> _Yapılacak çalışmalar_:
a: Yoksulluk metninden, "Yoksulluk, insanlık tarihinin" sözcüklerinin geçtiği yerden başlayıp "sosyal sıkıntıları gözlenmektedir." sözcüklerinden sonra biten bölümü değiştirmeden yazınız.
b: Yoksulluk metnine göre yoksulluğun bireyler üzerinde hangi etkisi hakimdir?

Yoksulluk, insanlık tarihinin geçmişten günümüze kadar karşılaştığı en temel sosyal sorunlar biridir. Yoksulluk algısı kişiden kişiye, bölgeden bölgeye farklılık gösteren bir meseledir. Gıda, giyim ve barınmadan kaynaklanan ihtiyaçların giderilmesine yönelik bir sorun olan yoksulluk , maddi ve manevi bütün ihtiyaçların temin edilememesidir.
Yerelden küresele büyük bir sorun olan yoksulluk tuzağı ülkeleri yakından ilgilendiren, toplumların ve kurumların ekonomik, siyasi ve Sosyal alanlardaki ilerlemesinde bir kaldıraç olan kalkınma politikaları ile de yakından ilişkilidir. Yoksulluğun bireyler üzerinde psikolojik etkisi hakim iken, toplumlar üzerinde de sosyal sıkıntıları gözlenmektedir.
Bununla birlikte işsizlik, eğitimsizlik, sağlıksızlık, güçsüzlük, güvenliğe bağlı korunmasızlık ve sosyal dışlanmışlık gibi bir çok yapısal sorunları da beraberinde getirmektedir.
Toplumlarda yoksulluk tuzağının belirleyicilerinin neler olduğu sorusu hep sorulmuştur. Bu sorunun cevabında toplumsal değişim ve gelişimin hakim olduğu ekonomik krizler, doğal afetler, savaşlar, çatışma ve terörizm, eğitim imkanlarından mahrum kalma, hızlı nüfuz artışı, yaşanan büyük göçler, kaynak dağılımındaki çarpıklıklara bağlı olarak gelir dağılımındaki eşitsizlik, vasıfsız iş gücü gibi sosyal, siyasi ve ekonomik nedenlerin bu tuzağın belirleyicisi olduğu gerçeğini gözler önüne sermiştir.

> _Seçilmiş satırlar_:
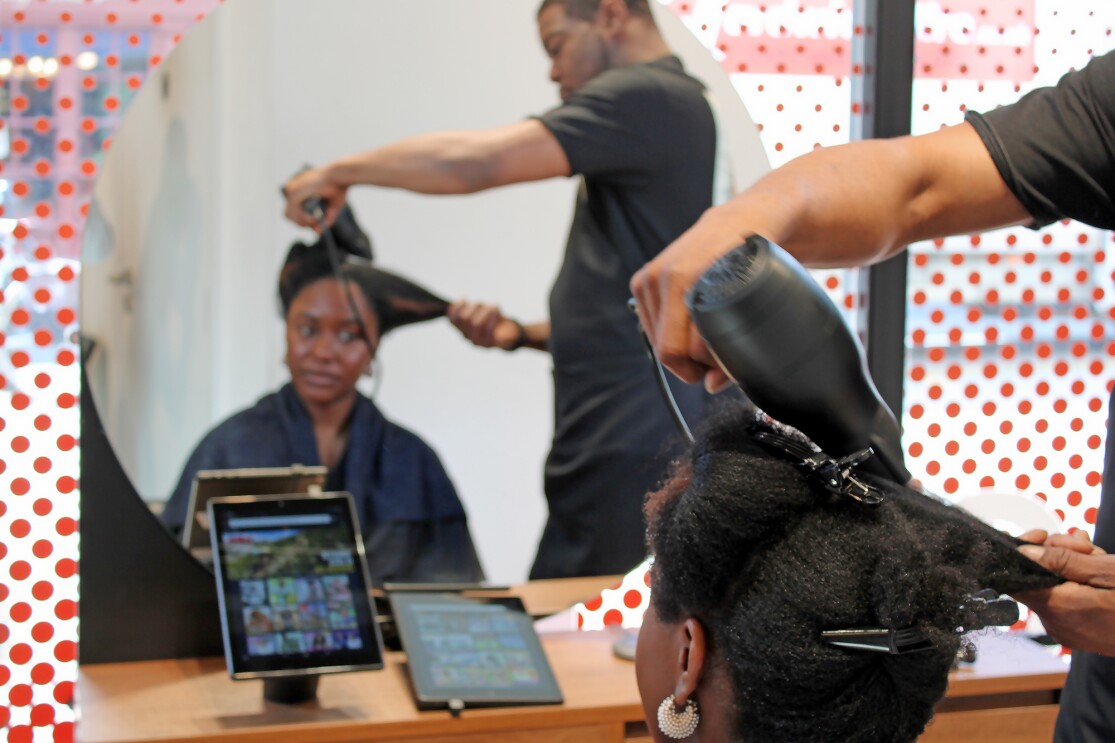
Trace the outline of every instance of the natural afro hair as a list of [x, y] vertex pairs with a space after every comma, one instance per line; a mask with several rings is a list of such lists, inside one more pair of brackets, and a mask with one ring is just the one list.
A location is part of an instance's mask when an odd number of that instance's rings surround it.
[[[1059, 579], [964, 511], [862, 477], [883, 502], [834, 494], [756, 435], [796, 436], [754, 411], [712, 421], [647, 503], [651, 600], [699, 619], [725, 664], [734, 734], [750, 743], [914, 741], [944, 694], [973, 592]], [[969, 607], [969, 608], [966, 608]], [[930, 648], [826, 645], [824, 630], [917, 627]]]

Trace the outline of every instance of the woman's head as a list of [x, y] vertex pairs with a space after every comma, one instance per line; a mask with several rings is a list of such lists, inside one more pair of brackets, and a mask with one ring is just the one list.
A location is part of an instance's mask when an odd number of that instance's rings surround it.
[[[1056, 577], [909, 489], [871, 480], [876, 508], [833, 493], [759, 432], [804, 441], [737, 412], [648, 500], [644, 706], [696, 696], [709, 723], [752, 741], [915, 740], [944, 693], [958, 630], [989, 624], [972, 594]], [[928, 647], [890, 655], [822, 639], [866, 628], [910, 629]]]
[[351, 397], [375, 359], [379, 321], [367, 297], [347, 283], [346, 289], [331, 274], [317, 278], [285, 308], [287, 366], [304, 403], [329, 405]]
[[345, 230], [330, 230], [340, 254], [336, 268], [322, 237], [312, 245], [292, 245], [279, 273], [287, 365], [304, 402], [351, 396], [386, 332], [440, 317], [448, 307], [409, 280], [372, 266], [367, 248], [346, 237], [362, 235], [351, 215], [346, 224]]

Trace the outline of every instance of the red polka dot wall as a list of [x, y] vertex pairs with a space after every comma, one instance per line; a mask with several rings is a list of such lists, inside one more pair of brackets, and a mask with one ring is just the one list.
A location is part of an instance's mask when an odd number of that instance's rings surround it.
[[74, 740], [81, 231], [120, 116], [217, 0], [0, 0], [0, 728]]
[[[851, 2], [666, 4], [730, 75], [773, 166], [846, 142], [866, 113], [851, 90], [863, 71], [852, 41], [866, 32]], [[1009, 103], [1115, 47], [1115, 7], [1103, 0], [935, 0], [915, 11], [914, 133]], [[906, 464], [929, 490], [1008, 494], [1065, 530], [1092, 530], [1115, 378], [1113, 252], [1109, 232], [1070, 222], [911, 247], [901, 419]], [[861, 273], [814, 276], [862, 329]], [[576, 624], [638, 625], [642, 609], [626, 597], [649, 596], [646, 571], [578, 607]]]
[[[1115, 48], [1109, 2], [920, 2], [913, 131]], [[1115, 378], [1112, 233], [1075, 222], [912, 245], [903, 441], [932, 491], [1041, 504], [1092, 531]]]

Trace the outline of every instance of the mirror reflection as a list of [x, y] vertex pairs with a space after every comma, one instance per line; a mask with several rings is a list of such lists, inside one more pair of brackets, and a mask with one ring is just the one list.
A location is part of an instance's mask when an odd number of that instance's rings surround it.
[[[766, 162], [730, 84], [652, 4], [670, 47], [720, 99], [737, 184], [754, 180]], [[278, 307], [275, 284], [290, 245], [314, 238], [281, 219], [278, 185], [307, 164], [553, 108], [536, 10], [517, 0], [236, 0], [152, 76], [98, 182], [83, 277], [90, 392], [146, 500], [166, 500], [217, 422], [291, 389], [290, 307]], [[529, 321], [547, 316], [576, 186], [551, 178], [436, 199], [362, 189], [349, 203], [376, 266]], [[340, 296], [340, 282], [320, 284]], [[363, 309], [370, 336], [378, 318]], [[487, 578], [523, 579], [546, 513], [549, 356], [478, 350], [444, 319], [387, 335], [374, 355], [371, 377], [355, 384], [436, 452]], [[327, 462], [321, 443], [308, 448]]]

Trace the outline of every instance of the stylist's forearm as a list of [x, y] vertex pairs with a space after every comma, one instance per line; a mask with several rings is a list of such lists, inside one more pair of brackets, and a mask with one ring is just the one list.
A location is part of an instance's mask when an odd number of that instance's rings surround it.
[[523, 326], [523, 348], [550, 350], [550, 321], [531, 322]]
[[348, 155], [329, 165], [339, 186], [375, 185], [426, 194], [472, 193], [483, 186], [485, 163], [469, 132], [442, 132]]

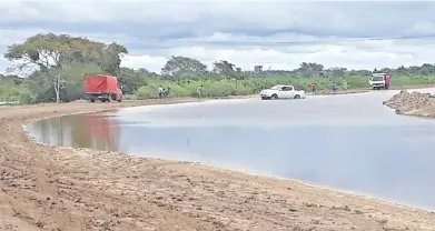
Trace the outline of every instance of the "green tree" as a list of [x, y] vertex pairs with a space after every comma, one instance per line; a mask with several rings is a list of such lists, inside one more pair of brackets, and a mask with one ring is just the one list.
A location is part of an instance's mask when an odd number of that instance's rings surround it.
[[205, 74], [207, 66], [197, 59], [172, 56], [161, 69], [161, 74], [167, 77], [182, 78], [186, 73]]
[[20, 71], [30, 69], [45, 73], [55, 87], [56, 102], [59, 102], [63, 84], [61, 73], [66, 66], [72, 62], [97, 63], [115, 72], [119, 68], [121, 53], [127, 53], [127, 49], [117, 43], [106, 46], [68, 34], [38, 33], [21, 44], [9, 46], [4, 58], [20, 61], [17, 66]]

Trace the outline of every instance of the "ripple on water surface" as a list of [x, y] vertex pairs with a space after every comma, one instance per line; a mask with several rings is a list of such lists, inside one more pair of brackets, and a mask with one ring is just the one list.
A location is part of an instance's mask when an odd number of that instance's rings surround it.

> _Çalışma sonuçları_:
a:
Yoksulluk, insanlık tarihinin geçmişten günümüze kadar karşılaştığı en temel sosyal sorunlar biridir. Yoksulluk algısı kişiden kişiye, bölgeden bölgeye farklılık gösteren bir meseledir. Gıda, giyim ve barınmadan kaynaklanan ihtiyaçların giderilmesine yönelik bir sorun olan yoksulluk , maddi ve manevi bütün ihtiyaçların temin edilememesidir.
Yerelden küresele büyük bir sorun olan yoksulluk tuzağı ülkeleri yakından ilgilendiren, toplumların ve kurumların ekonomik, siyasi ve Sosyal alanlardaki ilerlemesinde bir kaldıraç olan kalkınma politikaları ile de yakından ilişkilidir. Yoksulluğun bireyler üzerinde psikolojik etkisi hakim iken, toplumlar üzerinde de sosyal sıkıntıları gözlenmektedir.

b: Yoksulluğun bireyler üzerinde psikolojik etkisi hakimdir.